Reproduce the GitHub issue text on Lhotse Shar conversion and codec inference speedups verbatim, from start to finish.

*** Extracted text ***

NeMo icon indicating copy to clipboard operation
NeMo copied to clipboard

[magpietts][lhotse_v2] Adding scripts of converting NeMo manifests to Lhotse Shars, and speedup improvements for codec model inference.

Open XuesongYang opened this issue 6 months ago • 9 comments

Speed Up Codec Model Inference

Made slightly changes for the dependency util func mask_sequence_tensor. We observed at least 3x speedup. This change is cherry-picked from the part of PR https://github.com/NVIDIA/NeMo/pull/12617

Lhotse Shar v2

Three scripts were added to preprocess NeMo manifests and convert them into Lhotse Shars (cuts/audio/codes). This new version reduced significantly computation overheads by using rank balanced workloading and writing independently. This process involves four main steps.

  1. Extend Manifests with Context Audio (on GPU nodes): Enhance the NeMo manifests by adding context audio information.

    • The old recipe saved individual speaker embedding files and load again to compute speaker similarity. It is not computation scaling-up friendly.
    • This new recipe runs speaker embedding extraction on the fly and applies torch.matmul to compute similarity matrix. It recursively find the next best context audio if the 1-best candidate does not survive, resulting in preserving more data records.
    • Scaling up computation friendly without access IPC cost. It pre-allocates a distinct subset of speaker records to each GPU rank in consideration of rank workload balance by using greedy bin-packing strategy. Tried round-robin but not ideal for this task.
    • Buffered writing manifest only when the buffer is filled.
  2. Create Lhotse Shards (on CPU nodes): Convert the extended NeMo manifests into Lhotse shards.

    • Processes a chunk of manifest entries, loads audio, and writes corresponding single shard files for cuts, target audio, and context audio.
    • Designed to be run in a parallel worker process.

*** Raw records ***

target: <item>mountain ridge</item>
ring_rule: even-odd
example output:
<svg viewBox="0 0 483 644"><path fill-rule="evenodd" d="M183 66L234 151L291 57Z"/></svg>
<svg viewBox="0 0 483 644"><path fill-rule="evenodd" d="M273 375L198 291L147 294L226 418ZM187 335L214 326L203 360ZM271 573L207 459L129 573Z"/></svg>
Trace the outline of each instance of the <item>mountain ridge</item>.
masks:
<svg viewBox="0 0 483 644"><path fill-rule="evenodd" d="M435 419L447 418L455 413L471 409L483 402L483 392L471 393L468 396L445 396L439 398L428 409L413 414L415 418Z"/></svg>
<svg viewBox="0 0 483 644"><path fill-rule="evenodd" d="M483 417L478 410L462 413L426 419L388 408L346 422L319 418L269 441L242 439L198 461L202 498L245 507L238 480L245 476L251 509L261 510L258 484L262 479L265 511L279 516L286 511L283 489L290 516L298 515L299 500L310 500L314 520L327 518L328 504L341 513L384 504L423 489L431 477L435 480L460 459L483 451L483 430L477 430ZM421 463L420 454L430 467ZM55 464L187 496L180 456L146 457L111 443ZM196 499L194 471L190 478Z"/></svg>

***

### Answer for this exercise
NeMo icon indicating copy to clipboard operation
NeMo copied to clipboard

[magpietts][lhotse_v2] Adding scripts of converting NeMo manifests to Lhotse Shars, and speedup improvements for codec model inference.

Open XuesongYang opened this issue 6 months ago • 9 comments

Speed Up Codec Model Inference

Made slightly changes for the dependency util func mask_sequence_tensor. We observed at least 3x speedup. This change is cherry-picked from the part of PR https://github.com/NVIDIA/NeMo/pull/12617

Lhotse Shar v2

Three scripts were added to preprocess NeMo manifests and convert them into Lhotse Shars (cuts/audio/codes). This new version reduced significantly computation overheads by using rank balanced workloading and writing independently. This process involves four main steps.

  1. Extend Manifests with Context Audio (on GPU nodes): Enhance the NeMo manifests by adding context audio information.

    • The old recipe saved individual speaker embedding files and load again to compute speaker similarity. It is not computation scaling-up friendly.
    • This new recipe runs speaker embedding extraction on the fly and applies torch.matmul to compute similarity matrix. It recursively find the next best context audio if the 1-best candidate does not survive, resulting in preserving more data records.
    • Scaling up computation friendly without access IPC cost. It pre-allocates a distinct subset of speaker records to each GPU rank in consideration of rank workload balance by using greedy bin-packing strategy. Tried round-robin but not ideal for this task.
    • Buffered writing manifest only when the buffer is filled.
  2. Create Lhotse Shards (on CPU nodes): Convert the extended NeMo manifests into Lhotse shards.

    • Processes a chunk of manifest entries, loads audio, and writes corresponding single shard files for cuts, target audio, and context audio.
    • Designed to be run in a parallel worker process.